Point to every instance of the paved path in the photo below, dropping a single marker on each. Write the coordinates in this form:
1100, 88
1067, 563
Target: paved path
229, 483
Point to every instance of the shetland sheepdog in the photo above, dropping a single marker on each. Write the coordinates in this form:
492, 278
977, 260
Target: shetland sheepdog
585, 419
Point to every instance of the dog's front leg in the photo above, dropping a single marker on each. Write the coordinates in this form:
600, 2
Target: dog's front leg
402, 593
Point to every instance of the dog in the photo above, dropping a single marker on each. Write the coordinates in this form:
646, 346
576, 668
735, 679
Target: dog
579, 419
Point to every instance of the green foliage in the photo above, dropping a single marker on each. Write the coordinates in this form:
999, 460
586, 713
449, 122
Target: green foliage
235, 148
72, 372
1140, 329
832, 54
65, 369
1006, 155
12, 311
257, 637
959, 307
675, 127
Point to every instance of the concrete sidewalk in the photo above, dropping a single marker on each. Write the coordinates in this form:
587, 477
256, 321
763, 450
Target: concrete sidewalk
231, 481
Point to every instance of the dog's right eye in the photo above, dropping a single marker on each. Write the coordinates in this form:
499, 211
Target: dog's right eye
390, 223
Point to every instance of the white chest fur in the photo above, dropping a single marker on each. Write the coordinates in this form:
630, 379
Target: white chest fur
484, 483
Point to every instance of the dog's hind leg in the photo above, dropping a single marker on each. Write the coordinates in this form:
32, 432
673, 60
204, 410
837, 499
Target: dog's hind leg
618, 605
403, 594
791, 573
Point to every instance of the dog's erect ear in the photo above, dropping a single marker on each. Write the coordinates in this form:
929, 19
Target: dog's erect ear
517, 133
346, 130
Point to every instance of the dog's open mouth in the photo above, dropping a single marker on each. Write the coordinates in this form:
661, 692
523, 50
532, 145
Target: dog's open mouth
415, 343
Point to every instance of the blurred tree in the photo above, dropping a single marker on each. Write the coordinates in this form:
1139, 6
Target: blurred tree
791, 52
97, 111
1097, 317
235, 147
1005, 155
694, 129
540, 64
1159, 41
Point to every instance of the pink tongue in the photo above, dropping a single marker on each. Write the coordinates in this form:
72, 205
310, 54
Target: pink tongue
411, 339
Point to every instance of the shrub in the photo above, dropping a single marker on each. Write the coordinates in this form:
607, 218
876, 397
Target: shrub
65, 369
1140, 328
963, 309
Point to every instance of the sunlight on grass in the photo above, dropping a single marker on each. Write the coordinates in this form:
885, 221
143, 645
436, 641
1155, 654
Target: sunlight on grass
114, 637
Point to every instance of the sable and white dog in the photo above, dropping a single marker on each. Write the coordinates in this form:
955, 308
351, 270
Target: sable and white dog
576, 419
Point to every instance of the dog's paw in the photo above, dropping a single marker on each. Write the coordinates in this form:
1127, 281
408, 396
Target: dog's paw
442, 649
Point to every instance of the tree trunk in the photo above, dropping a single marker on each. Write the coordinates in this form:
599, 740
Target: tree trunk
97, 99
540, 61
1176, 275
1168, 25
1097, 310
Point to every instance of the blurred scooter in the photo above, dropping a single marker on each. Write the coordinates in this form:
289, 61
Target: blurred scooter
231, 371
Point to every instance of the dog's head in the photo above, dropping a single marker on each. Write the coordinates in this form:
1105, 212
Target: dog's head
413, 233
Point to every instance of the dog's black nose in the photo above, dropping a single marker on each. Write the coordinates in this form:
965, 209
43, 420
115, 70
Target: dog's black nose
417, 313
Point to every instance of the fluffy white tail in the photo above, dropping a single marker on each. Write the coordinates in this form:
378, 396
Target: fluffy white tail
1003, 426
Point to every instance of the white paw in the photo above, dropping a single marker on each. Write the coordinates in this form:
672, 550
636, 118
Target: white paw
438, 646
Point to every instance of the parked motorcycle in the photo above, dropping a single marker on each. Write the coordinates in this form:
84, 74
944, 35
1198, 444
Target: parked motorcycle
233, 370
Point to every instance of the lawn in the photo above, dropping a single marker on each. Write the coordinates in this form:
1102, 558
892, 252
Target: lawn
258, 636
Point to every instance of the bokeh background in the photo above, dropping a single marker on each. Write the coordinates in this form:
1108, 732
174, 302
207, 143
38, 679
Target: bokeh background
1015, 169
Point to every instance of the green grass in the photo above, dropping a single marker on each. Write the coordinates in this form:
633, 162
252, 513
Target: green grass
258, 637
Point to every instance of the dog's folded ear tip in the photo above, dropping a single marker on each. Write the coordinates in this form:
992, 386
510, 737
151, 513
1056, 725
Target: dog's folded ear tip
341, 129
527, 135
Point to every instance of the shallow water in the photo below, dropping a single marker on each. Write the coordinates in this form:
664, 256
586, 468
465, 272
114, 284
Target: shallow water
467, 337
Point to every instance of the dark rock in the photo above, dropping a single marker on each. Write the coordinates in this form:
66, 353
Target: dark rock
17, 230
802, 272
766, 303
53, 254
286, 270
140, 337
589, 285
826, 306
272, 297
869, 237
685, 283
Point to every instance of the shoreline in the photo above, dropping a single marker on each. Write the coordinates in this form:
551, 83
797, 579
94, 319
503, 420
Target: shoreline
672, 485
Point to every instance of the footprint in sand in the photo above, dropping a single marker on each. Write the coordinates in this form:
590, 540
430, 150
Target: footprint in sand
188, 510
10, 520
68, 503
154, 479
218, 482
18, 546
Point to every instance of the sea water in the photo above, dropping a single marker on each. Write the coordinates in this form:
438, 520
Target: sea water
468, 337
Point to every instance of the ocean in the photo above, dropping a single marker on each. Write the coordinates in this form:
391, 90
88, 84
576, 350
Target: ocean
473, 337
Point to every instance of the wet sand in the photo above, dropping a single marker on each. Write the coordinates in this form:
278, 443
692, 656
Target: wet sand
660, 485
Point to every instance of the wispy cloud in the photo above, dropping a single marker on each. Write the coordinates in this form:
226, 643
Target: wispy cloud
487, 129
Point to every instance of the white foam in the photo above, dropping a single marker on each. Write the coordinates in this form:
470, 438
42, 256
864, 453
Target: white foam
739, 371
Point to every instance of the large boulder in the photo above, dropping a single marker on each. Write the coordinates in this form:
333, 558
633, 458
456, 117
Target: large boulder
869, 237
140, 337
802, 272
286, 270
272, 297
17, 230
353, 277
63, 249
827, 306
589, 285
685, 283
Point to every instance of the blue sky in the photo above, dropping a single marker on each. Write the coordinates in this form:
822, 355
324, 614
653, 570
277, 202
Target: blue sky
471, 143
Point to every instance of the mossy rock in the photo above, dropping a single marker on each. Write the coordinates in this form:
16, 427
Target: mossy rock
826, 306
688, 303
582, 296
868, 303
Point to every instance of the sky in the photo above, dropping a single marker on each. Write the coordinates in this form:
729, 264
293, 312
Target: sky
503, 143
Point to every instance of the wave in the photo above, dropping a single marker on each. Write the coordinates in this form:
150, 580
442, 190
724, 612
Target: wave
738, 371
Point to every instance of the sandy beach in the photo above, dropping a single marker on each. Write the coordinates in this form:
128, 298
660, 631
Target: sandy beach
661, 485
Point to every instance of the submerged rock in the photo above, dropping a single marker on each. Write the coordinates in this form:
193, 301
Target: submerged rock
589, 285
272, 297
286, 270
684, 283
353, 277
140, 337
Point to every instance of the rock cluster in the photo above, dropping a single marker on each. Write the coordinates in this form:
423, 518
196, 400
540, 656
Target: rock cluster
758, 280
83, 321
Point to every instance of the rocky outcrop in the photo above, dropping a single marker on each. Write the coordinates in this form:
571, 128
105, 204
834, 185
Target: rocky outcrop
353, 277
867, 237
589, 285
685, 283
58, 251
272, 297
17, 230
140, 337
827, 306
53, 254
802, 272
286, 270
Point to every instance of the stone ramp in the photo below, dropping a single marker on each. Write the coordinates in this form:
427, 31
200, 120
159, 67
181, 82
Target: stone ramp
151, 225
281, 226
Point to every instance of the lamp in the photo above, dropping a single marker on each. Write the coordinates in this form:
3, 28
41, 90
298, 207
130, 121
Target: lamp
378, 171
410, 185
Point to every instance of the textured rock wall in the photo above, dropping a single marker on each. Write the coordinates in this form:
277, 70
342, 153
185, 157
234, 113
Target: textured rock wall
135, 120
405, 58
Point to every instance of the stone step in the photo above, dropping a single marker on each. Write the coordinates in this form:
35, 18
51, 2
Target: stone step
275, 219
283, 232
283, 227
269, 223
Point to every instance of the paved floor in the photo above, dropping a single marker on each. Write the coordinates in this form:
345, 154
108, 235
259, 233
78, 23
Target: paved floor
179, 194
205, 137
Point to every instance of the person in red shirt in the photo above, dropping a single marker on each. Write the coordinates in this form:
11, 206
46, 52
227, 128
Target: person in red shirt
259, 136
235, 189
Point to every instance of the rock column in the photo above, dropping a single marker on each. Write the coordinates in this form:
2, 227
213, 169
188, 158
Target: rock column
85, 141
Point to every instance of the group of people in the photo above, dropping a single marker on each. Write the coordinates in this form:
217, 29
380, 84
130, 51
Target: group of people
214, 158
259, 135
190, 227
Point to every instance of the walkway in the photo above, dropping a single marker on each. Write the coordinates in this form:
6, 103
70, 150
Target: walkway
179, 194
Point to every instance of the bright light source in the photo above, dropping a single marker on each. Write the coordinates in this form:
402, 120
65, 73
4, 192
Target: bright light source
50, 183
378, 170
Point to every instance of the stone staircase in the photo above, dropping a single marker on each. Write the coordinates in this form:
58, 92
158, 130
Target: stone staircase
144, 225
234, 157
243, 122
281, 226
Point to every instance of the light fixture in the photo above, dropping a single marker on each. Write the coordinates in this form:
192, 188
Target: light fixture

TASK GOAL: Could you copy every line from the records that mentions the word "fixture"?

EXERCISE ANSWER:
Point to every instance of the light fixture in the photo above, dropping a single marker on each. Write the coordinates in this form:
Target: light fixture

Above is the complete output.